## The request
Retype all of the material below word for word, keeping every line, number, and punctuation mark unchanged.

## Exercise material
========================================
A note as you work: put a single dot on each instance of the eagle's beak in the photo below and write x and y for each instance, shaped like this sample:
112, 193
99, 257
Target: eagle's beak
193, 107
========================================
## Exercise result
A note as you work: put a single dot on each instance of the eagle's beak in the photo below and write x and y for each instance, shaped like this sample:
112, 193
99, 257
Target: eagle's beak
193, 107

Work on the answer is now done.